▶

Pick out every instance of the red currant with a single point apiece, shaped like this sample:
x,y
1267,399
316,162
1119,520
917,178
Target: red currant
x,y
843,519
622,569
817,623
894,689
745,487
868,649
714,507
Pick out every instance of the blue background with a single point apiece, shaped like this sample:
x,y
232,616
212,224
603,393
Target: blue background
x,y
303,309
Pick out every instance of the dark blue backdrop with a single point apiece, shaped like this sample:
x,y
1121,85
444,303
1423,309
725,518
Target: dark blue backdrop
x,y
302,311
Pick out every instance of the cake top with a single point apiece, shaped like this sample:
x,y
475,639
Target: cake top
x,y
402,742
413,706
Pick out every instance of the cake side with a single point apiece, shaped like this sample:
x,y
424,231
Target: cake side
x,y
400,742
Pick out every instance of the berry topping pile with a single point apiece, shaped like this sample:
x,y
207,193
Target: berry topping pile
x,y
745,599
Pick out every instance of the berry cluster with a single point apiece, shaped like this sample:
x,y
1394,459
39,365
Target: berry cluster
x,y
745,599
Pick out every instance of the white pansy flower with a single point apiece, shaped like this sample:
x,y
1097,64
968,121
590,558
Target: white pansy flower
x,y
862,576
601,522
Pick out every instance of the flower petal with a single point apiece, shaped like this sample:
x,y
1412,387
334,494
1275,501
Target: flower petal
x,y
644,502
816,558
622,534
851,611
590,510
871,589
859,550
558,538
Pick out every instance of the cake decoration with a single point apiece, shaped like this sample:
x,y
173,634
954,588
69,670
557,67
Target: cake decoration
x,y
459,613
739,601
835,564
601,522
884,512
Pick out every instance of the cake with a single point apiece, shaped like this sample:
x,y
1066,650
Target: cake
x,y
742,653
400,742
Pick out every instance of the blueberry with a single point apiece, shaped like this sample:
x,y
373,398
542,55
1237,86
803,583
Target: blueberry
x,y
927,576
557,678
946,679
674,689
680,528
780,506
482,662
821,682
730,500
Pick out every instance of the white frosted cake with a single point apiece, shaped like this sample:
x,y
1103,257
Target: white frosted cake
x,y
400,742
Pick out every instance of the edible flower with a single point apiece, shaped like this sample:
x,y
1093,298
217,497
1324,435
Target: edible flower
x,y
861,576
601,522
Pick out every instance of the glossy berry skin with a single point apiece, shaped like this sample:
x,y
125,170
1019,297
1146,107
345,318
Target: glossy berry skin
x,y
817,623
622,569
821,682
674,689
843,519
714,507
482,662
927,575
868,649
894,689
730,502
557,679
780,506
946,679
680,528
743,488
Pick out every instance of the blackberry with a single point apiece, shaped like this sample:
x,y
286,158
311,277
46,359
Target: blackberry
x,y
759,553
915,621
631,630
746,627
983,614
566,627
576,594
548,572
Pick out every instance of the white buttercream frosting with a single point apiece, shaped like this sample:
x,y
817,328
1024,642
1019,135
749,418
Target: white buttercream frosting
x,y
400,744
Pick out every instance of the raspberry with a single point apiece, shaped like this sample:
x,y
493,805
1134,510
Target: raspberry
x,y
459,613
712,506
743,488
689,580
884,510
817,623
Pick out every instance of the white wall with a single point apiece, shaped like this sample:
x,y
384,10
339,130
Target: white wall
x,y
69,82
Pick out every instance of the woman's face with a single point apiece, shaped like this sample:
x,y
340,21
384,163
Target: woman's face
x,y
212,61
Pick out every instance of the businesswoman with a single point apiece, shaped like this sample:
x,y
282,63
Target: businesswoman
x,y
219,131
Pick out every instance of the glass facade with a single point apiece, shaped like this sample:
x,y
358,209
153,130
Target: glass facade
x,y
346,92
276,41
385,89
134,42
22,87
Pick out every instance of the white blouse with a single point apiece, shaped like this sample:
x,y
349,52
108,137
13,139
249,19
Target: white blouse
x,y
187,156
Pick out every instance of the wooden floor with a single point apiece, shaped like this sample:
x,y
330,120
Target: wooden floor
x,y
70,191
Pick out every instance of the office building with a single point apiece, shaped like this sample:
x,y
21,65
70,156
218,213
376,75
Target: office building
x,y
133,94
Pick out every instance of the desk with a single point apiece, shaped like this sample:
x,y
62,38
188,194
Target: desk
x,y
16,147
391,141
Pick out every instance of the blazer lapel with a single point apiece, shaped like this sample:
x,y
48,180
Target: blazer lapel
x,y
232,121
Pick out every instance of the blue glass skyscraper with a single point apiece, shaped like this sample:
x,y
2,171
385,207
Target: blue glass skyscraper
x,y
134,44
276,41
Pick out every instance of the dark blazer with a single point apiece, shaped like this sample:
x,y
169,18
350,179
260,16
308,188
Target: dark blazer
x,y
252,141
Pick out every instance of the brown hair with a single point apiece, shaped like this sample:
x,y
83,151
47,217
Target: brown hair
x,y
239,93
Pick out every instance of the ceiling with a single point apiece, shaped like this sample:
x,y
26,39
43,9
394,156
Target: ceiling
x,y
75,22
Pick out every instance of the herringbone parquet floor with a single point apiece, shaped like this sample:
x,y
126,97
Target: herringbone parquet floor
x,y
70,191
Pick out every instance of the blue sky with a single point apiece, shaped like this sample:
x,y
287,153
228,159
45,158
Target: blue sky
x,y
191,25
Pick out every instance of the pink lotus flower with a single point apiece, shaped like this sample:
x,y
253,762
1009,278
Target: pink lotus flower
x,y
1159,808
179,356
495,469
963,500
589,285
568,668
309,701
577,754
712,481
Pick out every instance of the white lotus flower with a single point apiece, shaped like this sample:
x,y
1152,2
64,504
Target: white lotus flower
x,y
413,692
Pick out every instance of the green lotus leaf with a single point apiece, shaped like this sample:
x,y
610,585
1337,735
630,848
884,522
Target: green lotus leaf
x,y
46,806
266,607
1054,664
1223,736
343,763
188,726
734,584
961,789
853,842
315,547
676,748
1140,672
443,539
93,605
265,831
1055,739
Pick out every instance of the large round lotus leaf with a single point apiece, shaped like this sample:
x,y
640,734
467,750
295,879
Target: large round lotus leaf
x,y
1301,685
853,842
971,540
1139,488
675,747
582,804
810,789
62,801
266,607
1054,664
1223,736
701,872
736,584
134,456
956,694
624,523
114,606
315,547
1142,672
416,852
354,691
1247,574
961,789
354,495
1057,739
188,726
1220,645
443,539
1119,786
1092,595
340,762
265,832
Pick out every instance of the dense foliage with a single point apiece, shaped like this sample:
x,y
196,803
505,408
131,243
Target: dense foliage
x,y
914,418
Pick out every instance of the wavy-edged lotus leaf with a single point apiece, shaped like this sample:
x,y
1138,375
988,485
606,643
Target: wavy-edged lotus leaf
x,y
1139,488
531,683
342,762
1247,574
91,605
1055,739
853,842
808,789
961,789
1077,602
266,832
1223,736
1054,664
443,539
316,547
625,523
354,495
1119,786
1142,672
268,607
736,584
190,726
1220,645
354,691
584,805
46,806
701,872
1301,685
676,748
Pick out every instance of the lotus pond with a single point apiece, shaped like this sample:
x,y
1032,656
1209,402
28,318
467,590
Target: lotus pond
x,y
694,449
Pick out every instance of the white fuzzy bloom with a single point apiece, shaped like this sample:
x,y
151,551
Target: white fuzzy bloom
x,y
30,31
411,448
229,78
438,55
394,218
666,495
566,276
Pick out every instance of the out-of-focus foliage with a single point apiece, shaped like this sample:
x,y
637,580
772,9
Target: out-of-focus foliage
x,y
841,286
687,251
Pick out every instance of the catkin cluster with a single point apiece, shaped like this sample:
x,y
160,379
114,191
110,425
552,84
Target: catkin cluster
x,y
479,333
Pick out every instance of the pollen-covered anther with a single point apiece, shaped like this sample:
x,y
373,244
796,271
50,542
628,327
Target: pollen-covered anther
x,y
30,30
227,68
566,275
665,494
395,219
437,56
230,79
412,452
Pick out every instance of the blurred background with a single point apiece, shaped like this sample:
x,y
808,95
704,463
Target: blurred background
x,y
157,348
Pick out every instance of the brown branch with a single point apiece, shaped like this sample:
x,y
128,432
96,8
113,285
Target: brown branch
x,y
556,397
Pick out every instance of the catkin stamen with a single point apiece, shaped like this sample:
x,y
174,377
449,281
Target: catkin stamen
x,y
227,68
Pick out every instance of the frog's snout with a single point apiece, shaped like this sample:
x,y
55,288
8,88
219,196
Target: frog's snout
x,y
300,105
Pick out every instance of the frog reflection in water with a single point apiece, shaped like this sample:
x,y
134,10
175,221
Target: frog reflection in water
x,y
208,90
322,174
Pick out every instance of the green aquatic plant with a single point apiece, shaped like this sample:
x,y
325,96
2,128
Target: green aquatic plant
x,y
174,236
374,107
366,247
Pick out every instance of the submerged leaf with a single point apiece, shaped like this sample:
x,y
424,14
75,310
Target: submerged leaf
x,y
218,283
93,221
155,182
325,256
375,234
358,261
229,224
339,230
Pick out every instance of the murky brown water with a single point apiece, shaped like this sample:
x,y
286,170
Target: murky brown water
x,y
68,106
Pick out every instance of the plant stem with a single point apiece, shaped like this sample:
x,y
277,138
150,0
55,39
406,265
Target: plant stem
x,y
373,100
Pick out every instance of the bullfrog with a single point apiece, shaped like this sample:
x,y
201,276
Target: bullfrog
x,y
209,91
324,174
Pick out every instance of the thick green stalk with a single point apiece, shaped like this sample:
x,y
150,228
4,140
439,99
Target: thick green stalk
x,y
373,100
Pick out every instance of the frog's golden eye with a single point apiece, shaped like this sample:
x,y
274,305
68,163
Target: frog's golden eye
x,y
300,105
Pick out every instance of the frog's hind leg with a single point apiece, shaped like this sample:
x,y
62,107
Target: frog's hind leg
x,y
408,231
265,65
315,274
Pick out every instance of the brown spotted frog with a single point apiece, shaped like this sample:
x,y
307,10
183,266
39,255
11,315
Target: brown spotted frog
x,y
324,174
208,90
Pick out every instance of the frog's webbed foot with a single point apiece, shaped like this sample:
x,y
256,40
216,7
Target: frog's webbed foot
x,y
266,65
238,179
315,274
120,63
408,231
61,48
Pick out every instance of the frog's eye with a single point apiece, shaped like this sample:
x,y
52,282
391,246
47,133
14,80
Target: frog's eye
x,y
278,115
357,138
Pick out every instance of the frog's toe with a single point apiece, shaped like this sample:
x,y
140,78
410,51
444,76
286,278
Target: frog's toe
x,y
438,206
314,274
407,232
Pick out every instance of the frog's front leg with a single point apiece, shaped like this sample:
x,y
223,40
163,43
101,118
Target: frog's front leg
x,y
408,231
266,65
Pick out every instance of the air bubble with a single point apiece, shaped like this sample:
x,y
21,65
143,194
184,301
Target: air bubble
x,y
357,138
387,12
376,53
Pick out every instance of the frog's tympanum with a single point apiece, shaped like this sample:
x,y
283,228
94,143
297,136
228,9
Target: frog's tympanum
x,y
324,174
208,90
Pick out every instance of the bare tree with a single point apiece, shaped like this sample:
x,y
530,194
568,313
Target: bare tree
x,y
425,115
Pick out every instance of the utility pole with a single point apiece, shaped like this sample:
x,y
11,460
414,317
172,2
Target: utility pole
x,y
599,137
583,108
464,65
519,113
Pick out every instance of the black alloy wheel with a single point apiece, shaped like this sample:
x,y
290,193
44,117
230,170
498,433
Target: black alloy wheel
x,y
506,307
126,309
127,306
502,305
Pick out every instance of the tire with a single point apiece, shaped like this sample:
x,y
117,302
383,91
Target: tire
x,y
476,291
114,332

◀

DIRECTION: Switch "tire" to "rubber tire" in the stretch from the line containing "Pick out every instance of the tire" through the end of the records, and give those lines again with nothing else altered.

RESPONSE TO THIS TASK:
Pick out every instance of the rubber tire with a single point apiece, shaped like this sample:
x,y
117,302
383,91
Target: rubber tire
x,y
476,291
114,332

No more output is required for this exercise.